The data:
"""
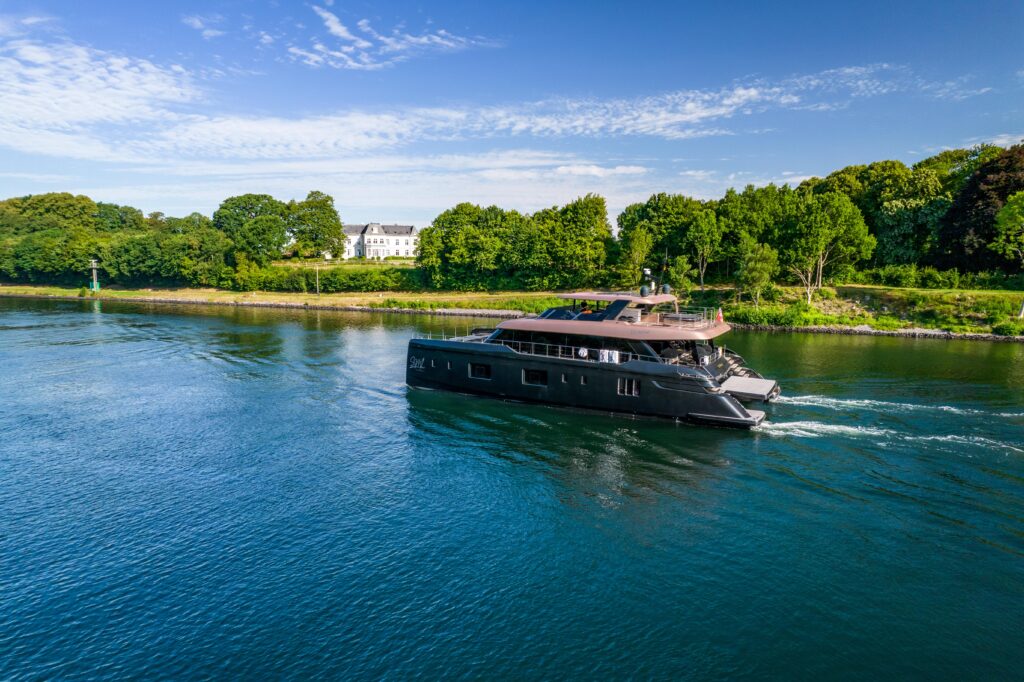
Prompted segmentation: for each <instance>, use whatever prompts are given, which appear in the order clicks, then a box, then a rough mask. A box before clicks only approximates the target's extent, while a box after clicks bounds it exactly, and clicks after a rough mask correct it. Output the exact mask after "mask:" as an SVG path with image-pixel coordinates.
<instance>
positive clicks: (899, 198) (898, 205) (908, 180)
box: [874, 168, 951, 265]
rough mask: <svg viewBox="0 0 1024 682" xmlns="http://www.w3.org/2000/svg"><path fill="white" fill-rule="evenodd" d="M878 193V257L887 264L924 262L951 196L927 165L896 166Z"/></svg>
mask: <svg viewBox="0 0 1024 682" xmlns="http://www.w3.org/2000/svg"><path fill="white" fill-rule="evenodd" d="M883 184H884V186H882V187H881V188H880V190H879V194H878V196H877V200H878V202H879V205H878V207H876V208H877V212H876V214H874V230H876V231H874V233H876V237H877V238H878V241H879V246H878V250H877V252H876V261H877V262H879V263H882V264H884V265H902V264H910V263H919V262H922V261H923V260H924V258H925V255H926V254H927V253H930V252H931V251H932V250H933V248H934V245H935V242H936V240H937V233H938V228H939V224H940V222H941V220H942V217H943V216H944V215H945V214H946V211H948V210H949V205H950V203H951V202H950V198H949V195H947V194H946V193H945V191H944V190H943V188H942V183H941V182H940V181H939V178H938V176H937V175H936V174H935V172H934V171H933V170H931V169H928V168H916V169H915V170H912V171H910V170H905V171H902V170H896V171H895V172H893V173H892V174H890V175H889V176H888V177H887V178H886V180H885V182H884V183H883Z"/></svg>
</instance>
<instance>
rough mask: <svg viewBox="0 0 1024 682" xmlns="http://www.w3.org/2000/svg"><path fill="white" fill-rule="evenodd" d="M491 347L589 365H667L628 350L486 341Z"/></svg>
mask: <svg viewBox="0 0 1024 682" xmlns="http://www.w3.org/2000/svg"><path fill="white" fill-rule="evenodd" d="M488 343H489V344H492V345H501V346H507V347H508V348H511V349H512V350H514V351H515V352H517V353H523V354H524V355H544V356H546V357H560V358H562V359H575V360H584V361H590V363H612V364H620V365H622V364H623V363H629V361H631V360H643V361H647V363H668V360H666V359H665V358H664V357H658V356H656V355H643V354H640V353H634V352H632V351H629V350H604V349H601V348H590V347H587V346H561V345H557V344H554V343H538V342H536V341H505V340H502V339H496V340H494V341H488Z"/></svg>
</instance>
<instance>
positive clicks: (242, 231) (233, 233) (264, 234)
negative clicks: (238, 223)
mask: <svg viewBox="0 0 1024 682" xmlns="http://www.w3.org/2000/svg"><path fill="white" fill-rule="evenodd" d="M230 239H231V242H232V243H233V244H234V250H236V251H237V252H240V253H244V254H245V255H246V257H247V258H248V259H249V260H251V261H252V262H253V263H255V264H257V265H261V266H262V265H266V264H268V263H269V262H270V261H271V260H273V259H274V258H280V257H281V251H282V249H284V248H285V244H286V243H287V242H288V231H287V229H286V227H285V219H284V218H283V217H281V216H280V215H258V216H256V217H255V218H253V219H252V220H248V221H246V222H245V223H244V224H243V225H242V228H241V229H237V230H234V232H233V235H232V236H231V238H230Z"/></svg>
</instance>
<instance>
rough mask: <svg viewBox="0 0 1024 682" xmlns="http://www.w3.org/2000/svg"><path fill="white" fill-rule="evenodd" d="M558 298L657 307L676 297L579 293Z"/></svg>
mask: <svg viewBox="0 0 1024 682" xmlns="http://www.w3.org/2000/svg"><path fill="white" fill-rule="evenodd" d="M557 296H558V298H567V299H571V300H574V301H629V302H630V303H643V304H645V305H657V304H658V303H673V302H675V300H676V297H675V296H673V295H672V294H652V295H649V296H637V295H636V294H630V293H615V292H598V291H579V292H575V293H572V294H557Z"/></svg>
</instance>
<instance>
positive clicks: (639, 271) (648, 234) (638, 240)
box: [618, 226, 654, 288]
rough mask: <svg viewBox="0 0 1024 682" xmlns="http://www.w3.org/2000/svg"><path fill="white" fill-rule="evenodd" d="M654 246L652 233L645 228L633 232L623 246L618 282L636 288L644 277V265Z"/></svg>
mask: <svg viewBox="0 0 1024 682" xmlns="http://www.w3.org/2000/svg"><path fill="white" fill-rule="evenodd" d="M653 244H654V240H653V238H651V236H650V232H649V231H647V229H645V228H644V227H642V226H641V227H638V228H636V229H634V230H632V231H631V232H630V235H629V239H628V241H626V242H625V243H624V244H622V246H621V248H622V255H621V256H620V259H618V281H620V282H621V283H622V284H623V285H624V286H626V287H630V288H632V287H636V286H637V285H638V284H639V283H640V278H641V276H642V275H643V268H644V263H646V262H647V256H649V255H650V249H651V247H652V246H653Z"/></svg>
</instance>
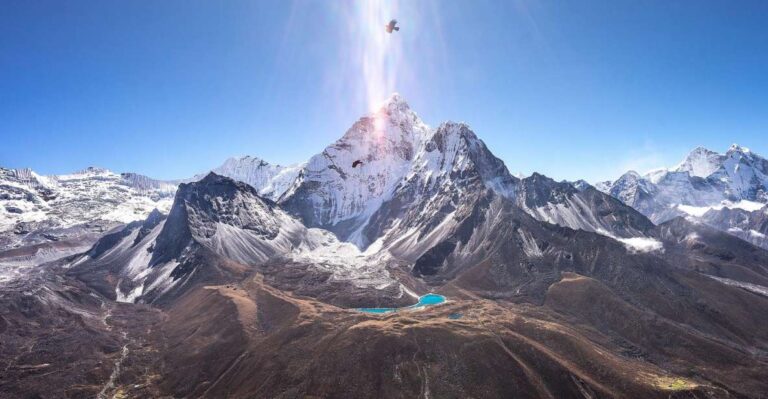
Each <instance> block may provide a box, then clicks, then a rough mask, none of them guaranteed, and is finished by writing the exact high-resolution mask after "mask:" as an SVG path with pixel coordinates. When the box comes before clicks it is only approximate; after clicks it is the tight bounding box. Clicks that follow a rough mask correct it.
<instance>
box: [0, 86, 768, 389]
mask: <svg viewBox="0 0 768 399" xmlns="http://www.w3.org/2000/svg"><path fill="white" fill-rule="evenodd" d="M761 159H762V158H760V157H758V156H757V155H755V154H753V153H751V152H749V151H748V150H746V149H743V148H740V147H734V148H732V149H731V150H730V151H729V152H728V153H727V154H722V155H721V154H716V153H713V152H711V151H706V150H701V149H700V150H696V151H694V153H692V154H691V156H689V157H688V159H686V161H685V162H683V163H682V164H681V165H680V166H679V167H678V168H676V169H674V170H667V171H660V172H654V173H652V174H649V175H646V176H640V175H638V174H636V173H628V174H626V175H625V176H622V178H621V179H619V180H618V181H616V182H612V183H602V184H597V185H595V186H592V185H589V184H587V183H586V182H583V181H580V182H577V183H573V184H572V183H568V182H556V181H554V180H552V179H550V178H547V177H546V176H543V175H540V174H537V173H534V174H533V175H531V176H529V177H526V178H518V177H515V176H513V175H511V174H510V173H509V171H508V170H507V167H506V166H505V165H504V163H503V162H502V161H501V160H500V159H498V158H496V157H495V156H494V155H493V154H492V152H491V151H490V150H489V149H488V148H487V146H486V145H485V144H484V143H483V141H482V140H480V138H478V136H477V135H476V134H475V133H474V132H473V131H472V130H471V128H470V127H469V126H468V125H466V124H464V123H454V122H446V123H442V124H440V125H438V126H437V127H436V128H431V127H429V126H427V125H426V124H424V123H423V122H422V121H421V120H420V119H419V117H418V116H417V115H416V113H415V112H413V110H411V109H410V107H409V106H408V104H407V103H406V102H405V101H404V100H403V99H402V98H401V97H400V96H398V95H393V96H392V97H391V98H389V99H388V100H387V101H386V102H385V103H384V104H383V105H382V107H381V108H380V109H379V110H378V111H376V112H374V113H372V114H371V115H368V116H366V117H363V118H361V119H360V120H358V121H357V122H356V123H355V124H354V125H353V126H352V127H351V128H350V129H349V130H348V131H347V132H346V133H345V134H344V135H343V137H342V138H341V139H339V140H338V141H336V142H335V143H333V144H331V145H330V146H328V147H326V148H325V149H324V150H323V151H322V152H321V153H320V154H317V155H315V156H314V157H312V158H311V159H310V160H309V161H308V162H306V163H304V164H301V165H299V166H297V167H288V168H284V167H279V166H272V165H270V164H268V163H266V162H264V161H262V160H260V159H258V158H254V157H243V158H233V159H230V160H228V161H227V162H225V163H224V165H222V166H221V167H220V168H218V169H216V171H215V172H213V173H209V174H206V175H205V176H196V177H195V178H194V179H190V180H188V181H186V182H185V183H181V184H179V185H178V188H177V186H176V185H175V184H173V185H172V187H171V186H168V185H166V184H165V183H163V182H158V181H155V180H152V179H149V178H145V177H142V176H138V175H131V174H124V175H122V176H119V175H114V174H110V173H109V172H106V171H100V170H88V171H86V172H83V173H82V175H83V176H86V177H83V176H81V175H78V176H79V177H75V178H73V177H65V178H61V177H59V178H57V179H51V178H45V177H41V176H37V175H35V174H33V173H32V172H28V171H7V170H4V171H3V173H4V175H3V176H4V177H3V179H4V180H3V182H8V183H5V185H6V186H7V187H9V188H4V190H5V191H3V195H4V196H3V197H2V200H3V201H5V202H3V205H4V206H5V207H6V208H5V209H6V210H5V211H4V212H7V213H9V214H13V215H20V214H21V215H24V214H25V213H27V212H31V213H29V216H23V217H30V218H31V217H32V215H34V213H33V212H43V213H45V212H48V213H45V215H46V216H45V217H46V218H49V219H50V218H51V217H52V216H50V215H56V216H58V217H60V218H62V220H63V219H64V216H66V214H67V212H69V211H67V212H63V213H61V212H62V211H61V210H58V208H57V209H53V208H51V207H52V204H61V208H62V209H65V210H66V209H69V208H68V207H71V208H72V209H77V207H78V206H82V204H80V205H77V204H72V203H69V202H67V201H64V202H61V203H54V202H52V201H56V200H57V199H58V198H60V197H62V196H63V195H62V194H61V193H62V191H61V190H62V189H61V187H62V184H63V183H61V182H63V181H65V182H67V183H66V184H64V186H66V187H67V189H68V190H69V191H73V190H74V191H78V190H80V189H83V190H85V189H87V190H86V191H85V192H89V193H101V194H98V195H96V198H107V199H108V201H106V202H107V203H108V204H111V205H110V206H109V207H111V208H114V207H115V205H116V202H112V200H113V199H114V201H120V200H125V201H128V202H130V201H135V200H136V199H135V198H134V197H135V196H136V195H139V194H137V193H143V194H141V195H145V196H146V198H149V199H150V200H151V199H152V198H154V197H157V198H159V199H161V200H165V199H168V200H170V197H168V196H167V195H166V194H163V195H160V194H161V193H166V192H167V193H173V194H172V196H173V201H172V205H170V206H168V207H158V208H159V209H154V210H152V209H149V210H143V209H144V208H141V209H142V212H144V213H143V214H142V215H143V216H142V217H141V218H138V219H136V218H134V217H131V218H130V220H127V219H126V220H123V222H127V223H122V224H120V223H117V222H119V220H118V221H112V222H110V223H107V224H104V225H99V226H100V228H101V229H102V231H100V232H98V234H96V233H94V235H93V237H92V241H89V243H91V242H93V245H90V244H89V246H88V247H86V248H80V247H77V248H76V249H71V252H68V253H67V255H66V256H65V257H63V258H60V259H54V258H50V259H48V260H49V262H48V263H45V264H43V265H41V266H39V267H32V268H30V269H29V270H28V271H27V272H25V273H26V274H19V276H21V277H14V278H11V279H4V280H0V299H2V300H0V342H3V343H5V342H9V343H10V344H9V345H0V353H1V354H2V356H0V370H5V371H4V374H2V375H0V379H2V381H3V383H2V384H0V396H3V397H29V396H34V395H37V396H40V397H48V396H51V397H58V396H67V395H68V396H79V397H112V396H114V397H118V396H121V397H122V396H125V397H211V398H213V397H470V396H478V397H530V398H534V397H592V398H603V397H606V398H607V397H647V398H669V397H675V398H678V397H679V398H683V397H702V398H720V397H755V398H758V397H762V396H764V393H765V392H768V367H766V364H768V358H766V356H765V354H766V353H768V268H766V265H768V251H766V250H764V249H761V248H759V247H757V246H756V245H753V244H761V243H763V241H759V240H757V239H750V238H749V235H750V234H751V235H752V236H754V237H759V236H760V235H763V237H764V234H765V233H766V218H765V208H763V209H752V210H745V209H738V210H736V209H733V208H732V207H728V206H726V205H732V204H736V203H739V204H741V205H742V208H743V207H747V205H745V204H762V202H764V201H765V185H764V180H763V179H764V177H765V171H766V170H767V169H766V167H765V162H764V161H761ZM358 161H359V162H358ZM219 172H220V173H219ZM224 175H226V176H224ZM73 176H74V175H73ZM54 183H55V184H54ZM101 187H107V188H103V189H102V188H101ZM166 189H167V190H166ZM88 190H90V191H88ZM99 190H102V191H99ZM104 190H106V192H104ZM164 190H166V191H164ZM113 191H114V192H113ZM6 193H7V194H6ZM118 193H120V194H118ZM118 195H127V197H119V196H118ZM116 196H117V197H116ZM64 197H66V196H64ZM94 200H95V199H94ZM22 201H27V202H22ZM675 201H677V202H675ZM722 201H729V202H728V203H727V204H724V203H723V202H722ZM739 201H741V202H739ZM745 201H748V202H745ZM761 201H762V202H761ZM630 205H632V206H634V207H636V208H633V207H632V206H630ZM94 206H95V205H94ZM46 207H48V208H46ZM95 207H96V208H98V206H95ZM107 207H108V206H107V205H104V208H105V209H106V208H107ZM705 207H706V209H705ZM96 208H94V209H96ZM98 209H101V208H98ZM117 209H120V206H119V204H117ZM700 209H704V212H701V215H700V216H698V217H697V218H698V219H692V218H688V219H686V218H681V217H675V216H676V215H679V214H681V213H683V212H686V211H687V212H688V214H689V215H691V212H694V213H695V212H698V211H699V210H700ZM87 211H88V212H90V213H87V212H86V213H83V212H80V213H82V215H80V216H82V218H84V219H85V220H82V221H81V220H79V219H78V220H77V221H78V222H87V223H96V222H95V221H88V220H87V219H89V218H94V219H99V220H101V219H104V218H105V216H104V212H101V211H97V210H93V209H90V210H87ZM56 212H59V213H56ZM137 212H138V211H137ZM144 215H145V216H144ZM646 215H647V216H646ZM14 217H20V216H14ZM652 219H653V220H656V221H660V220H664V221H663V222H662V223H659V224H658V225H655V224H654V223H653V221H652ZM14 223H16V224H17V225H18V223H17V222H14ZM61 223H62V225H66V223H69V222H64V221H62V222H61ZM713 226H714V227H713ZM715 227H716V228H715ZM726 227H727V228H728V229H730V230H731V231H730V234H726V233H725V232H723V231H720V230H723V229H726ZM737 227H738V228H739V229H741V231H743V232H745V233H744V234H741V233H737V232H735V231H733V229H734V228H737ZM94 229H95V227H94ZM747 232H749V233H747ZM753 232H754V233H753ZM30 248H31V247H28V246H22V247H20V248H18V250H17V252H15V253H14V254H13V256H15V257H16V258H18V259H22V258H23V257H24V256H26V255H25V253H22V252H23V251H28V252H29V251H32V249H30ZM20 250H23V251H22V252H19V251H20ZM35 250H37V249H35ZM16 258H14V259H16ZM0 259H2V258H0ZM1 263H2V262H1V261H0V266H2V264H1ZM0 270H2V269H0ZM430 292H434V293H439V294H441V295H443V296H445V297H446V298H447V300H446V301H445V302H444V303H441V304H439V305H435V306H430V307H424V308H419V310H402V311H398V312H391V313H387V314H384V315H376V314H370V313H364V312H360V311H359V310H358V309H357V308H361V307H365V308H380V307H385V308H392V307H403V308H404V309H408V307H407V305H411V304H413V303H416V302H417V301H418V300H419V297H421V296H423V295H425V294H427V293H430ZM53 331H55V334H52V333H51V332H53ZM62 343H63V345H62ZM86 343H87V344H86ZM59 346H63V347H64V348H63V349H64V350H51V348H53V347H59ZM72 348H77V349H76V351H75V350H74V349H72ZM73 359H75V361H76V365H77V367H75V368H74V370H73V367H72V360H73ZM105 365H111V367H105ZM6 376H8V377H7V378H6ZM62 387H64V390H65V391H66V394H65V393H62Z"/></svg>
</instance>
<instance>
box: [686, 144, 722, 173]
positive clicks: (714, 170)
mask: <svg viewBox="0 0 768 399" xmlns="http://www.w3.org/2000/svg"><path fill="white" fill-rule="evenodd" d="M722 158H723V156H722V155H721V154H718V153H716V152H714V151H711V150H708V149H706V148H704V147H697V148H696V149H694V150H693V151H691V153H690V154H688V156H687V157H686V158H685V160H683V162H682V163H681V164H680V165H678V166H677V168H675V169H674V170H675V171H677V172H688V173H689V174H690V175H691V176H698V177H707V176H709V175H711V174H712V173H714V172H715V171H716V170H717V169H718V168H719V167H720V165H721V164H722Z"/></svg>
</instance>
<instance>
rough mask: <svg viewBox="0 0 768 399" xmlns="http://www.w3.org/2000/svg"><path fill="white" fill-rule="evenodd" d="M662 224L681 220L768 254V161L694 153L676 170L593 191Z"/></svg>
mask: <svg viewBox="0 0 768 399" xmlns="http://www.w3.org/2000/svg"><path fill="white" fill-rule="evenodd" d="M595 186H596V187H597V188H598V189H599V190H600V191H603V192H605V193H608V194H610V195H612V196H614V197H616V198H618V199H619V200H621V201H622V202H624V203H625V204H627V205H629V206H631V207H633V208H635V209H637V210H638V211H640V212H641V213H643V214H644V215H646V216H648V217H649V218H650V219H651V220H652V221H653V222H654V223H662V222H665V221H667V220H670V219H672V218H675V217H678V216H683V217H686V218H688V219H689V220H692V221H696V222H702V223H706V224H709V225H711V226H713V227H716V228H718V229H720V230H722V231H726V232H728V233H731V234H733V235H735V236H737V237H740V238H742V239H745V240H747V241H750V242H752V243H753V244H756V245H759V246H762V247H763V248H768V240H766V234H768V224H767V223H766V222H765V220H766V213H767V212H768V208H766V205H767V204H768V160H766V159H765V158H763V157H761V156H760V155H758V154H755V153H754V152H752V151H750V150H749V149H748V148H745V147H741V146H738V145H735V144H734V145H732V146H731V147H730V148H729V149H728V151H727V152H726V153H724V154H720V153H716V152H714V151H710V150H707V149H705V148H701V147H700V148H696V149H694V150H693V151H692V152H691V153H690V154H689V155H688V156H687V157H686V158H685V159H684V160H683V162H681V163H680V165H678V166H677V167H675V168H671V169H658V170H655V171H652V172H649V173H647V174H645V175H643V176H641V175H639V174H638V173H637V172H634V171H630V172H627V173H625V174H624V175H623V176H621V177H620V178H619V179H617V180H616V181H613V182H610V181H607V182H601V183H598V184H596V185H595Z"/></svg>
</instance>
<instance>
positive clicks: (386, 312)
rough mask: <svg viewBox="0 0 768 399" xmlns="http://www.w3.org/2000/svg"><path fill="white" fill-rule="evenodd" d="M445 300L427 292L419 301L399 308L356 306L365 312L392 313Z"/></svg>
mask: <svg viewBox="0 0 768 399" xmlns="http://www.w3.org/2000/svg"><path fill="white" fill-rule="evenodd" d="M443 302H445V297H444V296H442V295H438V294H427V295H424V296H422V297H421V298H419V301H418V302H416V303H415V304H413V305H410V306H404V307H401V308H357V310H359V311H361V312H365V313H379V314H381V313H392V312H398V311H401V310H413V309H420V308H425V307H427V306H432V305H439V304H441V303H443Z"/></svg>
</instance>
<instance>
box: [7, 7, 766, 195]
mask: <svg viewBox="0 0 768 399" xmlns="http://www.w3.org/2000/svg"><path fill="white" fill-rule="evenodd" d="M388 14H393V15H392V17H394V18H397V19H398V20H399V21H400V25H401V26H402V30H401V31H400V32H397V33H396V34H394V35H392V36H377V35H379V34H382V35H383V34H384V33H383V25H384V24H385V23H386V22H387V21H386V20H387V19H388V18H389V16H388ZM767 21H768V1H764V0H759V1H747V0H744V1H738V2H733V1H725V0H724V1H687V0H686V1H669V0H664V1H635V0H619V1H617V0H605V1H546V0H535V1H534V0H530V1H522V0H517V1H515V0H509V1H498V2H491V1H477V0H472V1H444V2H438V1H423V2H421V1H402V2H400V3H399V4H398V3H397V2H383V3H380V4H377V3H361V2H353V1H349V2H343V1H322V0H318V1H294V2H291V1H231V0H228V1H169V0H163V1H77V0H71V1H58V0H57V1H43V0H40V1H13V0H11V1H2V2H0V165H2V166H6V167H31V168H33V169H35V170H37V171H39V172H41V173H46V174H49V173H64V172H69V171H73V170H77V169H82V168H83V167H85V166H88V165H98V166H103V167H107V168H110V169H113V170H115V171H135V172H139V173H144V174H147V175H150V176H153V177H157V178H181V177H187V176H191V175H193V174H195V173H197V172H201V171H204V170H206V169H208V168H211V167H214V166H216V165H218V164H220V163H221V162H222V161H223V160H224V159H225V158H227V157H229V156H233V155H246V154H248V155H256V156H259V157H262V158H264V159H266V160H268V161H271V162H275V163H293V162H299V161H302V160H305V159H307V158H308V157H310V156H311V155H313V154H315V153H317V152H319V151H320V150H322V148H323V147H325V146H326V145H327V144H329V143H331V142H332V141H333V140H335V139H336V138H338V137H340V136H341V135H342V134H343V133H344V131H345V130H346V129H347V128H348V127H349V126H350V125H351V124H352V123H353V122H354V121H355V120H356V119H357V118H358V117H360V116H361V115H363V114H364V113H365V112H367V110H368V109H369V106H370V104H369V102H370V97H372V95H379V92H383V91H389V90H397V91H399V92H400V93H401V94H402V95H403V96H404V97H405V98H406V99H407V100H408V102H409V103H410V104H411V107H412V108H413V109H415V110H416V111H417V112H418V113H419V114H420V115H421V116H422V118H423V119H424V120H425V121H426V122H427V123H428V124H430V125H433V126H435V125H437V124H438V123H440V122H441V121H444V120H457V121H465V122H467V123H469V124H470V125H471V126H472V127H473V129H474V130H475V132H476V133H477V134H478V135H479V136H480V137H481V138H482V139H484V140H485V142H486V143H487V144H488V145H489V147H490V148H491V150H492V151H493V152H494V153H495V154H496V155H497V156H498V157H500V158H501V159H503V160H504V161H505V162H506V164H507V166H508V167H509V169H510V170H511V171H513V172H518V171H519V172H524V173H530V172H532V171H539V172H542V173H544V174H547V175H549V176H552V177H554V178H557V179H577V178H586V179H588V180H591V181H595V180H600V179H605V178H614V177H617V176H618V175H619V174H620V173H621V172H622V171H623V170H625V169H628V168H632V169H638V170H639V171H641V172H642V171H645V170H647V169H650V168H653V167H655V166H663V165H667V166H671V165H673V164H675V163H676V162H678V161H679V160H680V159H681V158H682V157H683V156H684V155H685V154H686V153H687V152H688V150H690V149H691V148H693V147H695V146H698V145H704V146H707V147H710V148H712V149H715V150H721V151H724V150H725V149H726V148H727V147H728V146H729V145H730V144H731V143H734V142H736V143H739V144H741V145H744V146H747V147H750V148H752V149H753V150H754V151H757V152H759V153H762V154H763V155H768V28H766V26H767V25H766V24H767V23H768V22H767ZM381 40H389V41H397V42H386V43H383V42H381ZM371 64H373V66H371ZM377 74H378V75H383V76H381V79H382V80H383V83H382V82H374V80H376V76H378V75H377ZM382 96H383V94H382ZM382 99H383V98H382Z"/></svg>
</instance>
"""
Keeping both end lines, retype exactly the lines from the first line of the material through the line that contains "box: [874, 168, 951, 265]", but not the pictures.

Reply to the exercise:
Prompted segmentation: for each <instance>, use whatever prompts are given, which appear in the order clicks, then a box, then a rough mask. A box before clicks only approximates the target's extent, while a box after clicks bounds it exactly, and clicks after a rough mask correct it. Output the exact mask after "mask:" as an SVG path with image-pixel coordinates.
<instance>
positive clicks: (899, 198) (898, 205) (908, 180)
box: [874, 168, 951, 265]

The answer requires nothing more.